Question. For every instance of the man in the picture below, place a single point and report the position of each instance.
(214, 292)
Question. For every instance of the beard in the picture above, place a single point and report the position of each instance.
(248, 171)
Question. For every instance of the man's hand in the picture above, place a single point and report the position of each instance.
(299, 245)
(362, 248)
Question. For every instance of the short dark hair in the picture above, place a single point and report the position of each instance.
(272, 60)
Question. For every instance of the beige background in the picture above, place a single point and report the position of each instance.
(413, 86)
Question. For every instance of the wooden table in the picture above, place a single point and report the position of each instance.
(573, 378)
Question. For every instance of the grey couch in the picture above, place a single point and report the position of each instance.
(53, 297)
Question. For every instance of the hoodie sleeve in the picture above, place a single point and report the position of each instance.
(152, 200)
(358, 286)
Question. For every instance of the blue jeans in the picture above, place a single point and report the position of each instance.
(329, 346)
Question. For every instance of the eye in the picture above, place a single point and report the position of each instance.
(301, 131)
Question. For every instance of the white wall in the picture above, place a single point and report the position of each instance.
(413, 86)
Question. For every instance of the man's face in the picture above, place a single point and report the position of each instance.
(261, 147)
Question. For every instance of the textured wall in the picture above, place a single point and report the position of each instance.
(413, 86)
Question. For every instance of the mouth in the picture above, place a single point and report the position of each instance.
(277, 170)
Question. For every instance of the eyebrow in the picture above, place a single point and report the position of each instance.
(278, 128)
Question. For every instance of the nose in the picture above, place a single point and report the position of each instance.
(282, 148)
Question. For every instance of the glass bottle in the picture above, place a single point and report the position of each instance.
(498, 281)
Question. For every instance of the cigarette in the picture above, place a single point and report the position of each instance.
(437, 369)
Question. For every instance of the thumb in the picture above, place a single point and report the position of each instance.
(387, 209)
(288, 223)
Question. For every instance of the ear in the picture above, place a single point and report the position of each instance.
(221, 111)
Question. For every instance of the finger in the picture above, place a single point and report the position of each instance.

### WHAT IS EXPECTED:
Restate all of the entries above precisely.

### FULL ANSWER:
Question. For every instance of the man in the picture below, place a single point and report the position of each instance.
(214, 292)
Question. For every instance of the beard in the picture above, place a single point and report the position of each instance.
(248, 171)
Question. For every instance of the man's hand in the picture above, place a single point and report the position of each instance.
(299, 245)
(362, 248)
Question. For every instance of the short dark hair in the picture above, place a single point and report the position of each instance.
(272, 60)
Question. For every instance of the beige background in the picture above, place a single point and report the position of each instance.
(413, 86)
Question. For every instance of the wooden table in the picture above, place a single point and report the position of each instance.
(573, 378)
Question. For every instance of the grey couch in the picture above, place a single point and report the position of each instance.
(53, 297)
Question. For every instance of the hoodie sleeve in the picture above, place a single point and report the position of each instance.
(152, 200)
(358, 286)
Question. For every instance of the blue jeans in the picture above, place a single point and report the position of each instance.
(329, 346)
Question. For every instance of the eye in the picture above, place a single point and report the position of each instance.
(301, 131)
Question. For every instance of the white wall in the picture above, place a single point and report the position of each instance.
(413, 86)
Question. For every instance of the man's face in the picture above, place a single point and report the position of each instance.
(261, 147)
Question. For every instance of the textured wall in the picture above, place a single point and report the position of each instance.
(413, 86)
Question. For every instance of the mouth in the picture above, place a single point and report the position of each instance.
(277, 170)
Question. For every instance of the eyebrow in the picture above, place a single point and report the position of each instance.
(278, 128)
Question. For every instance of the nose in the picture above, place a single point and report the position of each instance.
(282, 148)
Question. For every instance of the glass bottle in the picture above, place a single point and report the position of each instance.
(498, 281)
Question. For every instance of the cigarette in the picture above, place a single point and report the position of each instance.
(437, 369)
Question. For every instance of the thumb in the picture above, place a single point and report the position of each instance.
(387, 209)
(288, 223)
Question. For every instance of the ear in the picture above, place a single point and report the position of each instance.
(221, 111)
Question. For every instance of the finger in the picture above, place a single point and report the position of each instance.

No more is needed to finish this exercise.